• **TEXTO PARA LEITURA**
----
A cinefilia é isto - o prolongar de um imaginário brilhante e eterno em todos os aspectos da vida comum e provisória. É viver o seu cinema por uma dimensão luminosa, a mesma que ilumina o ecrã na sala, que projecta as imagens, e que nos une fantasmagoricamente enquanto espectadores. É uma humanidade que nos preenche e que nos recoloca num lugar tão verdadeiro quanto mágico. É viver um passar de imagens constante na nossa tela, que nos une a quem vemos, ao que vemos, e à sala de cinema. É uma ilusão de tempo e de movimento, condição essencial para a sua ambição, é reimaginar a vida. Não viver por ela, mas viver a partir dela, em constante projecção. Não apenas um filme da vida, mas algo de uma qualidade muito superior. É a fusão total de imaginários pela imagem e pelo som (sem necessariamente se fazer ouvir), num momento eterno e total. É a vontade de tudo ver e tudo conhecer, de unir a memória a todos os momentos, de passado, presente, e futuro, de constantes citações e alusões. É vermo-nos no nosso ecrã, rodeado de personagens, situações, planos, sequências, ângulos, luz, e agir dessa maneira. Muito mais que um jogo, é uma realidade, uma militância.
----
• **EXCERTO DE ORIGEM**
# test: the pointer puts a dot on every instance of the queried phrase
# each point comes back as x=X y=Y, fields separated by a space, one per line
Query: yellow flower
----
• **TAREFAS A REALIZAR**
(a) Enumere tudo aquilo de que, segundo o texto sobre a cinefilia, nos vemos rodeados no nosso ecrã.
(b) De acordo com o texto sobre a cinefilia, o que é ela, muito mais do que um jogo?

• **SOLUÇÕES DO EXERCÍCIO**
(a) Personagens, situações, planos, sequências, ângulos e luz.

(b) Uma realidade, uma militância.